● Dataset excerpts:
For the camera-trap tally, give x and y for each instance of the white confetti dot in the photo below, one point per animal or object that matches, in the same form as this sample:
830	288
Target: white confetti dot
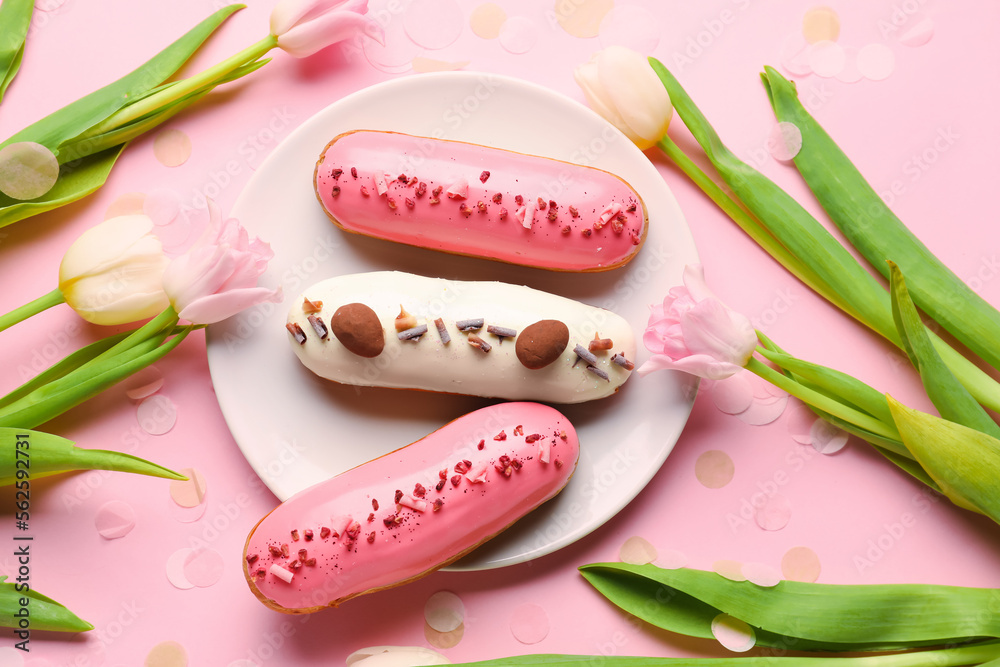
733	633
156	414
444	611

● About this exercise: Repeat everything in the records above exactly, except the pictures.

● Solution to this problem:
For the camera-trap tally, give x and y for each instance of the white confetti dot in the photo below, one point per animal or object that matches, in the same form as this sample:
830	288
Target: white confetti dot
733	633
156	414
444	611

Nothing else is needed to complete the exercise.